[SELECTED EXTRACT]
The statistics are sobering. The Colon Cancer Coalition says 90 percent of colon cancers caught in late stages are not survivable. The good news is that 90 percent of cases caught early have positive outcomes. Colon cancer often doesn’t have any outward symptoms until it’s too late, so getting screened for colorectal cancer should be at the top of Iowans’ to-do lists. Testing for colorectal cancer through colonoscopy and other tests saves lives, but only if people get tested. To help raise awareness about the disease, Governor Branstad signed a proclamation last Thursday afternoon (March 13) naming March as Colorectal Cancer Awareness Month in Iowa.

Colorectal cancer starts as a tiny growth or ‘polyp’ in the colon or rectum that may become cancerous over time. Screening detects these polyps and allows them to be removed before turning into cancer. "Colorectal cancer is the second leading cause of cancer deaths in Iowa," said Gerd Clabaugh, Interim Director of the Iowa Department of Public Health. "This is a disease that often can be prevented through regular preventive screenings, which is why it is so important for Iowans to talk with their health care provider about being screened."

There are many screening options, so talk to your provider to see which method is right for you.

Who exactly should be screened?

· Men and women age 50 or older

· People younger than 50 with a personal or family history of polyp(s) or colorectal cancer

· If you have signs or symptoms of colorectal cancer; have Ulcerative Colitis, Crohn’s Disease, or Inflammatory Bowel Disease; or have changes in your stool habits.
[/SELECTED EXTRACT]
[INFORMATION PROVIDED]
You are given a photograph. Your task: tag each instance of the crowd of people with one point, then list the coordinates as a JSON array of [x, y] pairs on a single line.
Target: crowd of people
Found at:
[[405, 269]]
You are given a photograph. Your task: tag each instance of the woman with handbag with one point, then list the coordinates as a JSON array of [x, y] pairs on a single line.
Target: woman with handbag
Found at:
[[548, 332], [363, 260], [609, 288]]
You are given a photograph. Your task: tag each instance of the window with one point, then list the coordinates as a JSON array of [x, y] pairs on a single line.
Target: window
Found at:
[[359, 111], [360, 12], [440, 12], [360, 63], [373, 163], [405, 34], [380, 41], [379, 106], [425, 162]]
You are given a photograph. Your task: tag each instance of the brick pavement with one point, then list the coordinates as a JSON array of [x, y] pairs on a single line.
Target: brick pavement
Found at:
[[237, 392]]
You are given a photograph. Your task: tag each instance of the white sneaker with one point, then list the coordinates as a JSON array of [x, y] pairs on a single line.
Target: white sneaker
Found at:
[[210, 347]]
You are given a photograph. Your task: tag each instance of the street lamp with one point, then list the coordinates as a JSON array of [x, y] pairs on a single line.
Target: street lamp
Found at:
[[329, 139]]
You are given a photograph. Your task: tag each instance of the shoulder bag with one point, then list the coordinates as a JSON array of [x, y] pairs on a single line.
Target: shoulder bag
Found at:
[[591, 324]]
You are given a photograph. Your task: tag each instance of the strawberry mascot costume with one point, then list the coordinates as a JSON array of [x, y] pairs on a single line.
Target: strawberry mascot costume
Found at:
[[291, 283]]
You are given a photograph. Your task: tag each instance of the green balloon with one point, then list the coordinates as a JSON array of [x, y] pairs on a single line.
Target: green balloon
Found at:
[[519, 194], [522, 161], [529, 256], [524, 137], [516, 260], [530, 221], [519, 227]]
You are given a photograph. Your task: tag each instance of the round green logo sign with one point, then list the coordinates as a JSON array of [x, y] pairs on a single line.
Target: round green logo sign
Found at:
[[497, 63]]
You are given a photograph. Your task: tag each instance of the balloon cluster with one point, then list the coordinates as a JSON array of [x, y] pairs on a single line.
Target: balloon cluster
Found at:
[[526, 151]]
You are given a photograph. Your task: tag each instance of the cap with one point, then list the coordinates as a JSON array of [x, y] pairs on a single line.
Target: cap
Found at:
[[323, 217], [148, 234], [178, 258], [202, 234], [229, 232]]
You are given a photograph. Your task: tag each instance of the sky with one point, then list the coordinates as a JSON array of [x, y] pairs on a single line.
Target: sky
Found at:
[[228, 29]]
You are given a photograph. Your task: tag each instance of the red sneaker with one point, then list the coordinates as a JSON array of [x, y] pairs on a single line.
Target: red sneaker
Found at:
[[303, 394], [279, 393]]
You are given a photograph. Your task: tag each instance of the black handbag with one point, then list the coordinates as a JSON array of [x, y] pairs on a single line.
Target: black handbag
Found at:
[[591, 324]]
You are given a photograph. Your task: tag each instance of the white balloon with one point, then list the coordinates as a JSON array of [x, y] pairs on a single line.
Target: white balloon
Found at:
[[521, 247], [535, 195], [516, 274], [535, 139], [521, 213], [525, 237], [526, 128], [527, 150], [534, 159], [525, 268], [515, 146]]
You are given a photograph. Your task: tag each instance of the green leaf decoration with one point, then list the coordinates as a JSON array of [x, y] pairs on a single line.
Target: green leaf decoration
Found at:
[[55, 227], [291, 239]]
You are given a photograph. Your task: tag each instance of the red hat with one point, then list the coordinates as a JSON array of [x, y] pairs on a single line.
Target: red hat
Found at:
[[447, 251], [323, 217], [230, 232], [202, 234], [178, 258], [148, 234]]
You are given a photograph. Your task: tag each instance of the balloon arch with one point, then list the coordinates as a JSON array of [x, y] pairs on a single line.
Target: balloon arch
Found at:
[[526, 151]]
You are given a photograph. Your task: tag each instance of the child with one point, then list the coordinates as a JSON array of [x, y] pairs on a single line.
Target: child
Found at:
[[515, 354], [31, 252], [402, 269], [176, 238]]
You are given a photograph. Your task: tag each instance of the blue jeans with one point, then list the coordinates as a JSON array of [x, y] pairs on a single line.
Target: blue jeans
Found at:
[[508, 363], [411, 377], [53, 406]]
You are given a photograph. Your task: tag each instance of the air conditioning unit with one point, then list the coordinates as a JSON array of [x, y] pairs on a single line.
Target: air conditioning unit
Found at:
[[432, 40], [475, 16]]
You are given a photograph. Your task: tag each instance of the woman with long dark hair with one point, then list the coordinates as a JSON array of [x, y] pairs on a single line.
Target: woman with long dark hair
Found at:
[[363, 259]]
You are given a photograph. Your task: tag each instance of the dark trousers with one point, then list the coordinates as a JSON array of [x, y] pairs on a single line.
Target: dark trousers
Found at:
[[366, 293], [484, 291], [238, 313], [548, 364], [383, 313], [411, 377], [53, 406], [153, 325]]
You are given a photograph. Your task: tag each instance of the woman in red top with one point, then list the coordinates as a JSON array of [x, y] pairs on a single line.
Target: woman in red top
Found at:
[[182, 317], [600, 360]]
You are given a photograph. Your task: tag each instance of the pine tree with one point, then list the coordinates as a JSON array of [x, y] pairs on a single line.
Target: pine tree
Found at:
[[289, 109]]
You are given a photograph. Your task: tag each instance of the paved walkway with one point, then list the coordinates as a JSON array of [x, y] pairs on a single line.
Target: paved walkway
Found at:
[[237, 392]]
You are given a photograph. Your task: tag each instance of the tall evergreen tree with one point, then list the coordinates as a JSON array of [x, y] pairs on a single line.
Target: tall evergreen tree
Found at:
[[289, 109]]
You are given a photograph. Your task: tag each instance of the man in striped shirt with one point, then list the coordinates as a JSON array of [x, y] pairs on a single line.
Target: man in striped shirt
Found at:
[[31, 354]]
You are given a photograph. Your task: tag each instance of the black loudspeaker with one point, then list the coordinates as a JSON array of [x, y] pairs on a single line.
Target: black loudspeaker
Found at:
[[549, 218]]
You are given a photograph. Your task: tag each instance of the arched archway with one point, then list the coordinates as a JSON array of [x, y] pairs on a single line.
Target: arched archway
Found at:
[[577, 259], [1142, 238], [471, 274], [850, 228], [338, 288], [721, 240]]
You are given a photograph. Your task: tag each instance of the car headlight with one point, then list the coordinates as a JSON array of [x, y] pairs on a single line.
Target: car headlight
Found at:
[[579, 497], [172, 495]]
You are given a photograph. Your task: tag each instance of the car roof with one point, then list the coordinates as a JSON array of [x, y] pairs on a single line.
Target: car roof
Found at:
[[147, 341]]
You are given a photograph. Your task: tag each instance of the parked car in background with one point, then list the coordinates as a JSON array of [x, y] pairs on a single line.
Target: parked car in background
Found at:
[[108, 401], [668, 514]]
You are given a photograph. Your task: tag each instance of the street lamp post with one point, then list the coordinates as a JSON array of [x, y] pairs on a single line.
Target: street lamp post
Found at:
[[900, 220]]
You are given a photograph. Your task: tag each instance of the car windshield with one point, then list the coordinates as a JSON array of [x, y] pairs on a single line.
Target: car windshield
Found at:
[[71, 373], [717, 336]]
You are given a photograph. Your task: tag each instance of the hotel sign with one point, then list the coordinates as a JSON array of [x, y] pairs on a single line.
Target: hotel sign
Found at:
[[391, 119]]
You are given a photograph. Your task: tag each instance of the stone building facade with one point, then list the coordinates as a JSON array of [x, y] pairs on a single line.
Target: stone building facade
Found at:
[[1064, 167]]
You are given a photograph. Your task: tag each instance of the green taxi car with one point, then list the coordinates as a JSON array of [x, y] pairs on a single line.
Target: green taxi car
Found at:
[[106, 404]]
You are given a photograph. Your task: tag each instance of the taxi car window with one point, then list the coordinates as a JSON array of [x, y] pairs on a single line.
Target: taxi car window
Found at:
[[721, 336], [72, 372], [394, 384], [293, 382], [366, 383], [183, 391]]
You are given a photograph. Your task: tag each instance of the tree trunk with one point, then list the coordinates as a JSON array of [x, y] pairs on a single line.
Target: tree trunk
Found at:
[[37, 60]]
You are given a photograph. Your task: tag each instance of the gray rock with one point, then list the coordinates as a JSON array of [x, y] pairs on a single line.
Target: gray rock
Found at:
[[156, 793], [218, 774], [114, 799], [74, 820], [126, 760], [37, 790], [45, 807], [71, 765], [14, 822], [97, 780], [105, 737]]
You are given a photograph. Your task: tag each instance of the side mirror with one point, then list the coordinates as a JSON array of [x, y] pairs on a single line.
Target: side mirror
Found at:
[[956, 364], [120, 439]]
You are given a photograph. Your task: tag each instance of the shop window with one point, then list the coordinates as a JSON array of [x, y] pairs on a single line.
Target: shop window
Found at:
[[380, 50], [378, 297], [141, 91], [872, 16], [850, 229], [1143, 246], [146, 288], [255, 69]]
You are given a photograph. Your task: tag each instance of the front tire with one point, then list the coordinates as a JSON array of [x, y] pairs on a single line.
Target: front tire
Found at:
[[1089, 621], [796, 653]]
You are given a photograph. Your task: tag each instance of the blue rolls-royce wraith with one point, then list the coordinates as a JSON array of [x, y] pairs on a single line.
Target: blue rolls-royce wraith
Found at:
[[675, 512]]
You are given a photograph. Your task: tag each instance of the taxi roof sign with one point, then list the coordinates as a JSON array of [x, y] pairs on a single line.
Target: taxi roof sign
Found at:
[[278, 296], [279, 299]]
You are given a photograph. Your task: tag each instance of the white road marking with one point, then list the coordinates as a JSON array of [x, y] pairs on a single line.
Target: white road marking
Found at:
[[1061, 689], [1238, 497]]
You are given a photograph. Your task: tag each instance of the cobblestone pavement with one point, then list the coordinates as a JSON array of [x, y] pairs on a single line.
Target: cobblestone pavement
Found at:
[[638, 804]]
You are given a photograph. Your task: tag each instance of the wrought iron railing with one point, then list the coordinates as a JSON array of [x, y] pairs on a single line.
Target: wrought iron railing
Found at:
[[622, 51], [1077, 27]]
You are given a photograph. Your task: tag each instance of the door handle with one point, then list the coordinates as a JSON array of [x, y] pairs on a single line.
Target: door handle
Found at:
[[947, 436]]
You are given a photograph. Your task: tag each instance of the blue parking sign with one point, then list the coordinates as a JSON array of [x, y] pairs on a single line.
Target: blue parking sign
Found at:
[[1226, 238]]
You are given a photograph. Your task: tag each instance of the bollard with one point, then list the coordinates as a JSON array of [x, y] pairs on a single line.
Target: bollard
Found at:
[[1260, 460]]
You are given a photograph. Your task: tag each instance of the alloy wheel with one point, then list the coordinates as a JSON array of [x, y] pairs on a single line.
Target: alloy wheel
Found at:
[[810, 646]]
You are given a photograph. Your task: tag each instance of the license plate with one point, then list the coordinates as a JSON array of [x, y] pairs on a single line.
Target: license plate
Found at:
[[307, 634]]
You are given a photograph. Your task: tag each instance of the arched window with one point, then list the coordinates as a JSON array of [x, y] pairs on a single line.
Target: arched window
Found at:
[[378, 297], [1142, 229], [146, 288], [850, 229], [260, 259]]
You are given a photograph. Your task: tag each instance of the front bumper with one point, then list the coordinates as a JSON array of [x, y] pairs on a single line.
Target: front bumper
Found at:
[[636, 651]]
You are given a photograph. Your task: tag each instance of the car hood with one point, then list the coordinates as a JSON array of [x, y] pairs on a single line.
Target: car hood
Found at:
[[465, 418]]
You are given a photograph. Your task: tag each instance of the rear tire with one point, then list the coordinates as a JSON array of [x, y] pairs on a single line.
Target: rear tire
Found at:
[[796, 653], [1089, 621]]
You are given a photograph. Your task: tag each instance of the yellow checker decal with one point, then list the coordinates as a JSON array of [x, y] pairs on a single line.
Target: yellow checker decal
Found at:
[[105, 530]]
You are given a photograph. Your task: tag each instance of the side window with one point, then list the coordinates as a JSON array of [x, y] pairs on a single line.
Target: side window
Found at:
[/INFORMATION PROVIDED]
__PROBLEMS AND TASKS__
**A.** Render this sentence from the colorectal cancer screening text in Spanish: "Screening detects these polyps and allows them to be removed before turning into cancer."
**B.** Extract the passage of the colorectal cancer screening text between "Who exactly should" and "your stool habits.", inclusive.

__RESPONSES PER TASK__
**A.** El cribado detecta estos pólipos y permite extirparlos antes de que se conviertan en cáncer.

**B.**
Who exactly should be screened?

· Men and women age 50 or older

· People younger than 50 with a personal or family history of polyp(s) or colorectal cancer

· If you have signs or symptoms of colorectal cancer; have Ulcerative Colitis, Crohn’s Disease, or Inflammatory Bowel Disease; or have changes in your stool habits.